From Remark 1, we have that the sequences $\left\{{\psi }_n∥r_n-r_{n-1}∥\right\}$ and $\left\{{\psi }_n∥s_n-s_{n-1}∥\right\}$ are bounded. Thus, we obtain from the boundedness of $\left\{r_n\right\}$ and $\left\{s_n\right\}$ that

$$\begin{array}{cc}\hfill {∥x_n-c^{\ast }∥}^2& ={∥r_n-c^{\ast }+{\psi }_n\left(r_n-r_{n-1}\right)∥}^2\hfill \\ \hfill & \le {∥r_n-c^{\ast }∥}^2+{\psi }_n^2{∥r_n-r_{n-1}∥}^2+2{\psi }_n∥r_n-c^{\ast }∥∥r_n-r_{n-1}∥\hfill \\ \hfill & \le {∥r_n-c^{\ast }∥}^2+M_1{\psi }_n∥r_n-r_{n-1}∥,\hfill \end{array}$$

(53)

for some $M_1\ge 0$. Similarly, we have

$${∥y_n-d^{\ast }∥}^2\le {∥s_n-d^{\ast }∥}^2+M_2{\psi }_n∥s_n-s_{n-1}∥,$$

(54)

for some $M_2\ge 0$.

From (53) and (54), we obtain

$${∥x_n-c^{\ast }∥}^2+{∥y_n-d^{\ast }∥}^2\le {∥r_n-c^{\ast }∥}^2+{∥s_n-d^{\ast }∥}^2+M_3{\psi }_n\left[∥r_n-r_{n-1}∥+∥s_n-s_{n-1}∥\right],$$

(55)

where $M_3=max\left\{M_1,M_2\right\}$.

◆ RECORD SET:
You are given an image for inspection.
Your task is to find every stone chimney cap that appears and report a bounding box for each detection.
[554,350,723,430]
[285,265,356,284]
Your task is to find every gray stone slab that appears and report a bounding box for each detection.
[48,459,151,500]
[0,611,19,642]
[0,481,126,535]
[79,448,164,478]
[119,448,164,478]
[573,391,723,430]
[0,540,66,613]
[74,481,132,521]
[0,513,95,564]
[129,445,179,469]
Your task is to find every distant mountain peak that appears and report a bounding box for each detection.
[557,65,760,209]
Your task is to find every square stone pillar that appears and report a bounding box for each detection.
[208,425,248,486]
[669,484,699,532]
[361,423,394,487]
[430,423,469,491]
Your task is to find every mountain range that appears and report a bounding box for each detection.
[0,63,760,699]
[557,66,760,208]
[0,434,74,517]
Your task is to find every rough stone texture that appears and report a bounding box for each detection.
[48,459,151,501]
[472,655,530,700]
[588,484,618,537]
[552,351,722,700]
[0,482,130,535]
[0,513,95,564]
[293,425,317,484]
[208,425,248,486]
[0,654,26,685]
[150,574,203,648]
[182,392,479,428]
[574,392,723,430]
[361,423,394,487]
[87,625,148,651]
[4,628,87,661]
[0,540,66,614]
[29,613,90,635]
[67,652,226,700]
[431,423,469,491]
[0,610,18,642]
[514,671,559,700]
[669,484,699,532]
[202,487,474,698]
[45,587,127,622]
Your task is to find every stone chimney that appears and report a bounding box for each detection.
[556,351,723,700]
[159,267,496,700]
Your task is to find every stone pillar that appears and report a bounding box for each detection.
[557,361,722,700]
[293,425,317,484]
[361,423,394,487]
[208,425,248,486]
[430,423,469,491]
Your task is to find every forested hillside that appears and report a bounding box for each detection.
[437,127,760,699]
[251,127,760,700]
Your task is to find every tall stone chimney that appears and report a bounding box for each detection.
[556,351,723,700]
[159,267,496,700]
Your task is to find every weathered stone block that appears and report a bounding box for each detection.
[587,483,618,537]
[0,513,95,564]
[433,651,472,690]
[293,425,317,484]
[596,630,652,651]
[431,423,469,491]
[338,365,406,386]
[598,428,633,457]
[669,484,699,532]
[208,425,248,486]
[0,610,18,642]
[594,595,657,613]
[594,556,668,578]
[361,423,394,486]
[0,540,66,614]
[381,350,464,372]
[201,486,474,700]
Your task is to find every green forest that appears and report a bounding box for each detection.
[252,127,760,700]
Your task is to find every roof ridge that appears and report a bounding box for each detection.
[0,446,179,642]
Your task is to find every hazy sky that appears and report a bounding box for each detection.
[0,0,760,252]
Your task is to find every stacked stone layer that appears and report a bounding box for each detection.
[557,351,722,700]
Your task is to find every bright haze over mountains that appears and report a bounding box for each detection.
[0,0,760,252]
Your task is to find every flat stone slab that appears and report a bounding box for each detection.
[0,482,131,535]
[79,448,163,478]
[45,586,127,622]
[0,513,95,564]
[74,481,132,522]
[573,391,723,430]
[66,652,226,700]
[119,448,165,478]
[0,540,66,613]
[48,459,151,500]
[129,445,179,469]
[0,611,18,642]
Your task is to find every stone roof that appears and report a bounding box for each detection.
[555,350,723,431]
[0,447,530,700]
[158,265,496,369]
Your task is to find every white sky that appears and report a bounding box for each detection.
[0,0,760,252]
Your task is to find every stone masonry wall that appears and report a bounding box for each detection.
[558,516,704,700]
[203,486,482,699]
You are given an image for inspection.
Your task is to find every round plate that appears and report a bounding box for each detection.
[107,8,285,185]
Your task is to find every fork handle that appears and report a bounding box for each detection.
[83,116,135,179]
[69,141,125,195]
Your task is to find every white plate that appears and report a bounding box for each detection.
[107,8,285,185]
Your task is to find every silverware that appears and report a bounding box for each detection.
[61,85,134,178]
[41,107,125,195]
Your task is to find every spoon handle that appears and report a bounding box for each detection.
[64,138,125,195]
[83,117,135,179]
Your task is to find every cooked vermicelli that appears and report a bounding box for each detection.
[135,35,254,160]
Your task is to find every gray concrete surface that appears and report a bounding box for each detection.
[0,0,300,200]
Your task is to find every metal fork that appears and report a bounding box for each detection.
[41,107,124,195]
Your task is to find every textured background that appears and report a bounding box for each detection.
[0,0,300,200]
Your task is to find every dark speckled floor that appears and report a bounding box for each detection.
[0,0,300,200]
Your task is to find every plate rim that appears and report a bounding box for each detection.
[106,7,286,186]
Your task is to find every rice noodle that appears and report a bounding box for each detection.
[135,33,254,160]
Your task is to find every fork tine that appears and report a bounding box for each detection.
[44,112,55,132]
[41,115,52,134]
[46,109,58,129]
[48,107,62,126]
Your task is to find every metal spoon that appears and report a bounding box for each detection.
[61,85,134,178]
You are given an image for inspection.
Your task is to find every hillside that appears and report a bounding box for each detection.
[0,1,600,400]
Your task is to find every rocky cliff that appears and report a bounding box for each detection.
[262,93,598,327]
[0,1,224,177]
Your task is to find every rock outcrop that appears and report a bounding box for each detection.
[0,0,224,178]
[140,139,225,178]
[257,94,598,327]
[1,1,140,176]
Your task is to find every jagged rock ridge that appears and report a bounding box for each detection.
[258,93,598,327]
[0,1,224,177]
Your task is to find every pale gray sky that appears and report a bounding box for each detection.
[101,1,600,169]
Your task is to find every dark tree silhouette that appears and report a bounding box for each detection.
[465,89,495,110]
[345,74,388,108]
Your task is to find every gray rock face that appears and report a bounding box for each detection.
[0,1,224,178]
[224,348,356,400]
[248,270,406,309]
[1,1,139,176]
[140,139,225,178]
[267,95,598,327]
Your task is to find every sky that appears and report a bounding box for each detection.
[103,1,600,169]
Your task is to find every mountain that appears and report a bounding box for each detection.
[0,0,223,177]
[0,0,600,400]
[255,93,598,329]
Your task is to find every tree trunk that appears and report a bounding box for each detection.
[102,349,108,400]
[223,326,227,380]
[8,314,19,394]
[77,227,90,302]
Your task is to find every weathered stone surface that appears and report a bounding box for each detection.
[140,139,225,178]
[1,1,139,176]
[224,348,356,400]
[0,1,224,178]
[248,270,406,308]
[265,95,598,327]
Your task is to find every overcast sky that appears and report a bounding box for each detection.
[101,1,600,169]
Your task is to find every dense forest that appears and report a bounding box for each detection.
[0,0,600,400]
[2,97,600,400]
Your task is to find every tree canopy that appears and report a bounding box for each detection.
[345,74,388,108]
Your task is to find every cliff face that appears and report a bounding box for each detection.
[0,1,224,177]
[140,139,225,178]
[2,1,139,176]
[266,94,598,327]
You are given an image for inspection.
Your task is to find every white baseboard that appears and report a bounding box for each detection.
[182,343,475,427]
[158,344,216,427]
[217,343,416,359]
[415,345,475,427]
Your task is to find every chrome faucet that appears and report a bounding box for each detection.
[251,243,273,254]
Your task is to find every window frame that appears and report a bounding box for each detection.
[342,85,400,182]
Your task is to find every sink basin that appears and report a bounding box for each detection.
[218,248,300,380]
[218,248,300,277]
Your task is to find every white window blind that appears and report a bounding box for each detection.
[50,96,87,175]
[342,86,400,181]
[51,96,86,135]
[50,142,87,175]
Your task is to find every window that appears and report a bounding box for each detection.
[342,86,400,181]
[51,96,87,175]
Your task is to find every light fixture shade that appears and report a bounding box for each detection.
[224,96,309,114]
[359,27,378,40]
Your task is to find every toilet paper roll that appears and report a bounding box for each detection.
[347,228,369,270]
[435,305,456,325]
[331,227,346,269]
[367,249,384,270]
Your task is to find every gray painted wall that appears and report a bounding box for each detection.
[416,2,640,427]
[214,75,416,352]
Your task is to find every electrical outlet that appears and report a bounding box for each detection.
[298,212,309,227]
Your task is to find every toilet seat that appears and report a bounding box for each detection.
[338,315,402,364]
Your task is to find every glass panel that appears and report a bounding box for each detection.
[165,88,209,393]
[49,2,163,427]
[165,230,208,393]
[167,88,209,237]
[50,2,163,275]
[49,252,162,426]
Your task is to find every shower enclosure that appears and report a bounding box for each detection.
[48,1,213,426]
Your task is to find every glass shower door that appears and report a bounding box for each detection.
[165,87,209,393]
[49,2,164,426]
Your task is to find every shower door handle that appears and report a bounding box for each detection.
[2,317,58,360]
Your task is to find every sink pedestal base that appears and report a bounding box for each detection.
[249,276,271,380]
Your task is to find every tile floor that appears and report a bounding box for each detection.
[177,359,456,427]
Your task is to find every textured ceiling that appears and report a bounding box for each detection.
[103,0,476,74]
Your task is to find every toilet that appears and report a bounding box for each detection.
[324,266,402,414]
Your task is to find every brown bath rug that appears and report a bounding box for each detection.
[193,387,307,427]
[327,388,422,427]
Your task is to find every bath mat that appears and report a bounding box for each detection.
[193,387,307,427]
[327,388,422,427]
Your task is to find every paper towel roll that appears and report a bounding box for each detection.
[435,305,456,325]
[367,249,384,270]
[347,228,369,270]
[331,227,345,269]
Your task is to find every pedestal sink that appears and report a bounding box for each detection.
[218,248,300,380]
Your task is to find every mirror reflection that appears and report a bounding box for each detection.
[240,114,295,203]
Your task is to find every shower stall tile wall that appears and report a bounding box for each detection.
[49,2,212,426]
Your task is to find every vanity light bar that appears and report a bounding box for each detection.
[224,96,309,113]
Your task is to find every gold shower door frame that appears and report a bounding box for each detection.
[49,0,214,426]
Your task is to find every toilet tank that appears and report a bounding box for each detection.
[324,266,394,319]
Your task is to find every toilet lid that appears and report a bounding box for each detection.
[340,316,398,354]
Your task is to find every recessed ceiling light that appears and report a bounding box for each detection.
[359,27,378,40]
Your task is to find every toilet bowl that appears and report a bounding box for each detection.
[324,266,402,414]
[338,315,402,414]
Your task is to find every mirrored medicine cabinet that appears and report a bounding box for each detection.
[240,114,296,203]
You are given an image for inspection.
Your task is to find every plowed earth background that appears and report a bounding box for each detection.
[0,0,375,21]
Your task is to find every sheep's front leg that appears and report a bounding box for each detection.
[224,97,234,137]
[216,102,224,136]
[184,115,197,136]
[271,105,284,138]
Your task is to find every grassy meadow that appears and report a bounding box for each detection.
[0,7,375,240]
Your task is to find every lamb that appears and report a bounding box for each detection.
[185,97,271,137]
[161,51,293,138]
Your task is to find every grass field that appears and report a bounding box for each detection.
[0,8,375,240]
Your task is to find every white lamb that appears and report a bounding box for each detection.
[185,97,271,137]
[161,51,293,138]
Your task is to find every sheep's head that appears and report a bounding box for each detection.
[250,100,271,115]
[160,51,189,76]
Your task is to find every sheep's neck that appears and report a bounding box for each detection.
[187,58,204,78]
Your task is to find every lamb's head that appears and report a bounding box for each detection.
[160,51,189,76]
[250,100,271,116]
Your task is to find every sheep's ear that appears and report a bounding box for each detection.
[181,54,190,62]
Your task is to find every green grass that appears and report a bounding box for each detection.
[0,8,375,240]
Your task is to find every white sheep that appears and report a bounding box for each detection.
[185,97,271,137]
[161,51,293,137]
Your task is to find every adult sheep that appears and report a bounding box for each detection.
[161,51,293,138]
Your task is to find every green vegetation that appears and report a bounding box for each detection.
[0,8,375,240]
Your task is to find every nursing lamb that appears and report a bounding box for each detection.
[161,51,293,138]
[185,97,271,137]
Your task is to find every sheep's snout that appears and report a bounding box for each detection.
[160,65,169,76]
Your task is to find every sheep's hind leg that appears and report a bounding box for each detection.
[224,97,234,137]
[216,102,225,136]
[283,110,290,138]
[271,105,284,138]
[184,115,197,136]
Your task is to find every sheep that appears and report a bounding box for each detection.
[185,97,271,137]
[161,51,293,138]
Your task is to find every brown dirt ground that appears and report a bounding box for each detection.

◆ TASK GOAL: Pick up the proof above, the one bounding the norms of x_n and y_n through inequalities (53) to (55), and continue it after its final sentence.

◆ ANSWER:
Substituting (55) into (52), we get

$$\begin{array}{cc}\hfill {∥r_{n+1}-c^{\ast }∥}^2+{∥s_{n+1}-d^{\ast }∥}^2\le & \left(1-{\beta }_n\right)\left[{∥r_n-c^{\ast }∥}^2+{∥s_n-d^{\ast }∥}^2\right]\hfill \\ \hfill & +{\beta }_n\left[M_3{\displaystyle \frac{{\psi }_n}{{\beta }_n}}\left(∥r_n-r_{n-1}∥+∥s_n-s_{n-1}∥\right)\right.\hfill \\ \hfill & \left.+2〈(\overline{r},\overline{s})-\left(c^{\ast },d^{\ast }\right),\left(r_{n+1},s_{n+1}\right)-\left(c^{\ast },d^{\ast }\right)〉\right],\hfill \end{array}$$

which could be written as

$${\Delta }_{n+1}\left(c^{\ast },d^{\ast }\right)\le \left(1-{\beta }_n\right){\Delta }_n\left(c^{\ast },d^{\ast }\right)+{\beta }_n{\delta }_n,$$

(56)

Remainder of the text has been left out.